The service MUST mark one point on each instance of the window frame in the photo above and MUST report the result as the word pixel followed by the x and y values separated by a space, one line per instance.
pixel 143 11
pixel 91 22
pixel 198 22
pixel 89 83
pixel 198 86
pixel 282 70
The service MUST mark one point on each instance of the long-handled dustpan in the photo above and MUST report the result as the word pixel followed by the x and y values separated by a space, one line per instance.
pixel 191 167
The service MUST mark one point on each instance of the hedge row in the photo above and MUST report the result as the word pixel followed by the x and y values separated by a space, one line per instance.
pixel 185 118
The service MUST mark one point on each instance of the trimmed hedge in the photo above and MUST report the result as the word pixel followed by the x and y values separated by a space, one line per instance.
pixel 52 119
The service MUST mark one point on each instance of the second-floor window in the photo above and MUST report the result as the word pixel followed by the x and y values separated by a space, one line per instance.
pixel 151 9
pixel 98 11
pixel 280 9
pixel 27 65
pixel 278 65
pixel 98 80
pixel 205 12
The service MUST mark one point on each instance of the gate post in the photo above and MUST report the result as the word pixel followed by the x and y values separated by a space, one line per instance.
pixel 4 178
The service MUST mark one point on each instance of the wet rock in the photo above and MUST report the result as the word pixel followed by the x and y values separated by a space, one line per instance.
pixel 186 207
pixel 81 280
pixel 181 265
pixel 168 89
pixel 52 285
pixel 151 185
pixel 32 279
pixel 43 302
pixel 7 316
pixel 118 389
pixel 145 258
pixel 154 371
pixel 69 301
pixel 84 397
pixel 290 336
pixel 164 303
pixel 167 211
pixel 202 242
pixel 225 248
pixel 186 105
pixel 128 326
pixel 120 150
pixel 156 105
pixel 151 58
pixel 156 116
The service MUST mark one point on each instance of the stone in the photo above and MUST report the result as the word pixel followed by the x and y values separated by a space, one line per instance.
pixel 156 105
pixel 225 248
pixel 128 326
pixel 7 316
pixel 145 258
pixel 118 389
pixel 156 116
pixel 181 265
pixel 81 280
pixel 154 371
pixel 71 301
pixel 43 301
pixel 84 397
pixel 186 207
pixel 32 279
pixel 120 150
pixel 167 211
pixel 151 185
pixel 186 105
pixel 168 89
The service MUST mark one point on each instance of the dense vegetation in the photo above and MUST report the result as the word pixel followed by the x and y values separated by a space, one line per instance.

[TASK DETAILS] Transcribe each entry above exactly as it reads.

[EXERCISE RESPONSE]
The service MUST mark one point on each instance of the window frame in the photo above and MUST report the result as the word pixel followed by the x and y values separated by a space, one line per instance.
pixel 143 11
pixel 91 22
pixel 198 22
pixel 89 83
pixel 198 86
pixel 282 70
The service MUST mark one point on each instance of the long-handled dustpan in the photo above and MUST report the result as the word pixel followed by the x and y values separated by a space, one line per instance.
pixel 191 167
The service MUST mark one point on each instance of the hedge row in the photo above and MUST report the result as the word pixel followed by the x and y values separated by a space, one line per instance.
pixel 185 118
The service MUST mark one point on each instance of the trimmed hedge in the photo above and MUST report the result as the word pixel followed by the x and y values separated by a space, one line per instance.
pixel 52 119
The service MUST mark one point on each instance of the second-floor window in the photo above and MUST report the result as the word pixel followed by the x and y values separated by a space, one line per instance.
pixel 151 9
pixel 98 11
pixel 280 9
pixel 27 65
pixel 278 65
pixel 98 80
pixel 205 12
The service MUST mark one point on each instance of the gate post in the photo above and MUST report the result as the word pixel followed by the x and y values separated by a space, one line per instance.
pixel 4 178
The service MUST mark one point on each instance of the wet rock in the photo above and MUST report the result as the word pixel followed by the x and y values separated by a space, one line per instance.
pixel 186 207
pixel 81 280
pixel 181 265
pixel 168 89
pixel 52 285
pixel 151 185
pixel 32 279
pixel 43 302
pixel 7 316
pixel 118 389
pixel 145 258
pixel 154 371
pixel 69 301
pixel 84 397
pixel 290 336
pixel 164 303
pixel 167 211
pixel 202 242
pixel 225 248
pixel 186 105
pixel 128 326
pixel 120 150
pixel 156 105
pixel 151 58
pixel 156 116
The service MUST mark one point on each instance of the stone in the photo above and MUST report the result as the word pixel followed by the x and y values separated by a space, one line per instance.
pixel 156 105
pixel 225 248
pixel 128 326
pixel 7 316
pixel 145 258
pixel 118 389
pixel 156 116
pixel 181 265
pixel 81 280
pixel 154 371
pixel 71 301
pixel 43 301
pixel 84 397
pixel 186 207
pixel 32 279
pixel 120 150
pixel 167 211
pixel 151 185
pixel 186 105
pixel 168 89
The service MUST mark one point on each instance of the dense vegetation in the photo above and MUST report the result as the word pixel followed by the x and y values separated by a space, one line per instance.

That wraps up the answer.